◆ INSTRUCTIONS TO FOLLOW: Once you find the line with "Could you point to every instance of the raised" in the data below, transcribe exactly each line from there to the line with "Could you point to every instance of the kneeling", inclusive, and nothing else. Drop the pictures.

◆ RECORD EXTRACTS:
======
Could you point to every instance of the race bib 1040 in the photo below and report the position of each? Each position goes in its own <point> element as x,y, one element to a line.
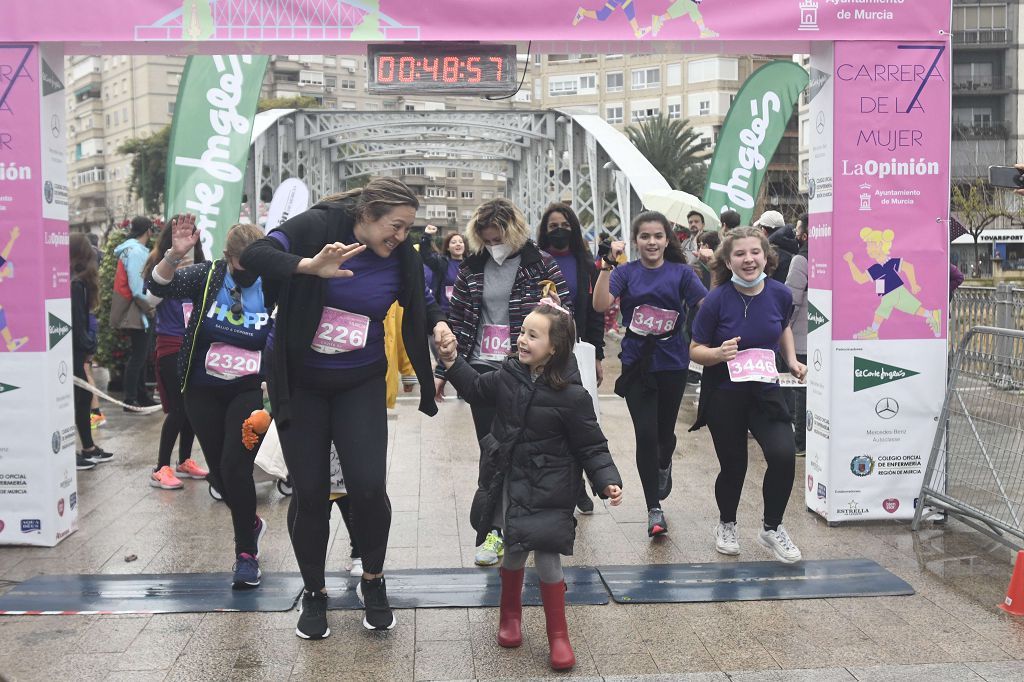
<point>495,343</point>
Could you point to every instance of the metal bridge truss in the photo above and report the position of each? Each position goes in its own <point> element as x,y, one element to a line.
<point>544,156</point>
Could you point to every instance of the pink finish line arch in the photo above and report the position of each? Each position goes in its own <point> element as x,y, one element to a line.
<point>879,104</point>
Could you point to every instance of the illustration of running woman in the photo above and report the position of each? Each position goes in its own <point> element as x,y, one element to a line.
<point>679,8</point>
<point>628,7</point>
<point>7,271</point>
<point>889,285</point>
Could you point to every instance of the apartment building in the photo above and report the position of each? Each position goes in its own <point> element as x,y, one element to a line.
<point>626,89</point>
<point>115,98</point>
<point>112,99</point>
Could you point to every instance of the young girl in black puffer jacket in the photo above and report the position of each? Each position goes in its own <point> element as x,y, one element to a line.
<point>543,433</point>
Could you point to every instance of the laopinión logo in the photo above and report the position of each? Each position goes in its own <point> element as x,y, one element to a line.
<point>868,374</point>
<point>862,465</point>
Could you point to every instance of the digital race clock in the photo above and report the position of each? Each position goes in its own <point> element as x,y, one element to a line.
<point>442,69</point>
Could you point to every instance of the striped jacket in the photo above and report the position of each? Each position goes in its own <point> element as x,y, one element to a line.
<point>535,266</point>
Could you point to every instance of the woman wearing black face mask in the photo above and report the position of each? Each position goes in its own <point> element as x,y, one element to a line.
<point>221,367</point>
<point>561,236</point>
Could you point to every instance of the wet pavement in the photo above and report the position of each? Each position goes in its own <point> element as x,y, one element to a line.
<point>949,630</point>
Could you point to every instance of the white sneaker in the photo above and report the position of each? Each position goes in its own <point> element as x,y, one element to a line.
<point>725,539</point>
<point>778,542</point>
======
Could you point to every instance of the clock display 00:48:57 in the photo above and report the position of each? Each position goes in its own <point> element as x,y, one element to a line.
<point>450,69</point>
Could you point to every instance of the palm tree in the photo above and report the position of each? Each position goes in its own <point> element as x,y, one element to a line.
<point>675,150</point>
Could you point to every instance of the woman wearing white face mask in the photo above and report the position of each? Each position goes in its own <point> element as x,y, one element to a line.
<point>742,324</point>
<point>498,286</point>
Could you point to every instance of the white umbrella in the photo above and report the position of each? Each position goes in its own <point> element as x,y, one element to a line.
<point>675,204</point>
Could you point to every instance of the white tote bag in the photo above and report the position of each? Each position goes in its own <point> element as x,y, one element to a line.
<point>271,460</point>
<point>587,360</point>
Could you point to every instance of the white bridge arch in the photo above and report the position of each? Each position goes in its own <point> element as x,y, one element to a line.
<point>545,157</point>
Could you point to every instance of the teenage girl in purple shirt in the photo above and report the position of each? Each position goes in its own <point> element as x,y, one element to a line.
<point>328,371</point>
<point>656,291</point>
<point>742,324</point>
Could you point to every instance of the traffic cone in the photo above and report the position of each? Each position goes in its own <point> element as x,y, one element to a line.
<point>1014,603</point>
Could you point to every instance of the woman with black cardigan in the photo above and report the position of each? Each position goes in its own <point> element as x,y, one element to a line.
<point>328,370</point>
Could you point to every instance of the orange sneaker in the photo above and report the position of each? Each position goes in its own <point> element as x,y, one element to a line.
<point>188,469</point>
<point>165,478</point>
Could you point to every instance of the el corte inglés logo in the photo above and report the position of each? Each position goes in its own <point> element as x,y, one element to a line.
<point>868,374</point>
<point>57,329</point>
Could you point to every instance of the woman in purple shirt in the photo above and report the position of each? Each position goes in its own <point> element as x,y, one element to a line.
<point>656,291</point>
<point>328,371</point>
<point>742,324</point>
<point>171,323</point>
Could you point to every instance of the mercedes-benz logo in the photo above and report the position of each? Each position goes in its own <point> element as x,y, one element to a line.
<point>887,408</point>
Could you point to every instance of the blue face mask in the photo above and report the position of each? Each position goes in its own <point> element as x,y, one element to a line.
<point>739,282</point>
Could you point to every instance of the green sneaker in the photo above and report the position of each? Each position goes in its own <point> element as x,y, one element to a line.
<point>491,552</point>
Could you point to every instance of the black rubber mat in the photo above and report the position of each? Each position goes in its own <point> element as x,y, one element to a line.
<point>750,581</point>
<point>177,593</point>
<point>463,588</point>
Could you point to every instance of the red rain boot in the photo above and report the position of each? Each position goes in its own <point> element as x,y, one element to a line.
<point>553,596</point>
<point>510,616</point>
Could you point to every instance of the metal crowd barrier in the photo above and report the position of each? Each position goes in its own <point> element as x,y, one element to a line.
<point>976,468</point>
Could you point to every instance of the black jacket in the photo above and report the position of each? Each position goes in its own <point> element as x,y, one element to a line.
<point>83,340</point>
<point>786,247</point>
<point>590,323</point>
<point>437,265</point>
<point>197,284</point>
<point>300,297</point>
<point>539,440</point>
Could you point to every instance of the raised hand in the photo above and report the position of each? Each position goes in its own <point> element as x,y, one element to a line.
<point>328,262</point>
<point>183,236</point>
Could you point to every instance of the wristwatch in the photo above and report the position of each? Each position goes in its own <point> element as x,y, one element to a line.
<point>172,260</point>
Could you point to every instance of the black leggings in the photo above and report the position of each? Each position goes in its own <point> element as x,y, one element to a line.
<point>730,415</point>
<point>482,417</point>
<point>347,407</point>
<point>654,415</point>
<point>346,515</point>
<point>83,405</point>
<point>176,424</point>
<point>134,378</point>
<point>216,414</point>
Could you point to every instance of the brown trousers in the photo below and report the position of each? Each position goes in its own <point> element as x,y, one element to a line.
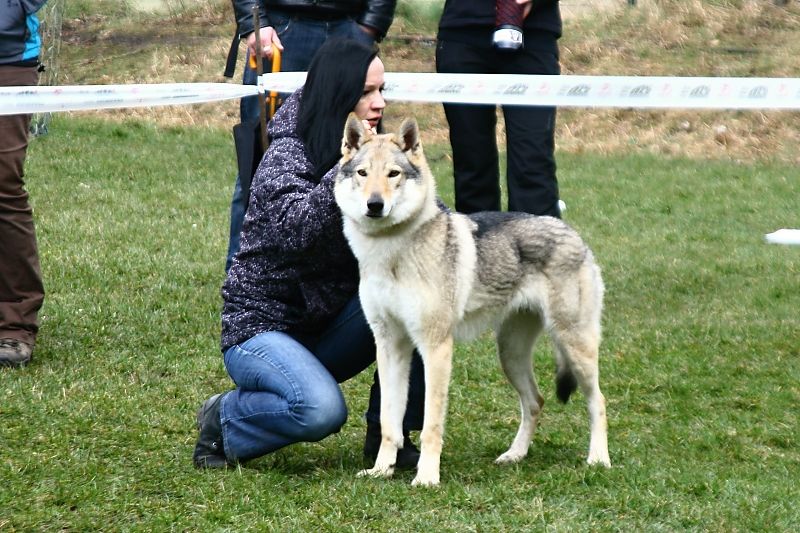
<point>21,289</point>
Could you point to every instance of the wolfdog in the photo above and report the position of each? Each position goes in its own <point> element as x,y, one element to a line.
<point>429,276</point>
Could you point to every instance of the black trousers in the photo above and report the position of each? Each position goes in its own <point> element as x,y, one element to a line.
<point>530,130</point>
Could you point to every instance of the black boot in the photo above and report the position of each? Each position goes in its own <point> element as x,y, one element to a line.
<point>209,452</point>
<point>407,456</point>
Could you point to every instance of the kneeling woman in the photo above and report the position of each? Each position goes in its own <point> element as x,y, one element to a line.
======
◆ REPLY TO THE TASK:
Could you point to every instance of the raised hand in the photo above and report the position of each? Each position goes in its own <point> element as x,y, one element to a line.
<point>328,262</point>
<point>183,236</point>
Could you point to every instance of the wristwatch in the photo above and report the position of each? Each position goes in its own <point> element as x,y, one element to a line.
<point>172,260</point>
Could you point to every instance of the black leggings in the photo above and report the position of each? Each position goes in its own <point> element as x,y, one element to a line.
<point>730,415</point>
<point>482,417</point>
<point>347,407</point>
<point>654,415</point>
<point>346,515</point>
<point>83,405</point>
<point>176,424</point>
<point>134,378</point>
<point>216,414</point>
Could you point to every instance of the brown trousers in the photo below and report the position of each? Each position goes in its own <point> element as x,y, one element to a line.
<point>21,289</point>
Could you point to every instance of the wolfdog in the photo above and report the position of each? Each position goes in its own <point> element as x,y, one element to a line.
<point>429,276</point>
Could you point to every instance of the black trousers in the photo above and report the position of each? Each position goes in its own <point> element as x,y, one element to a line.
<point>530,130</point>
Could you point to every instance of the black boot in the photo above and report the position of each? Each position goes in its own <point> element as x,y, one element to a line.
<point>209,452</point>
<point>407,456</point>
Could you point to every instance of the kneeling woman in the photo above and report the position of each? Each position goes in its own <point> element as x,y, one element to a line.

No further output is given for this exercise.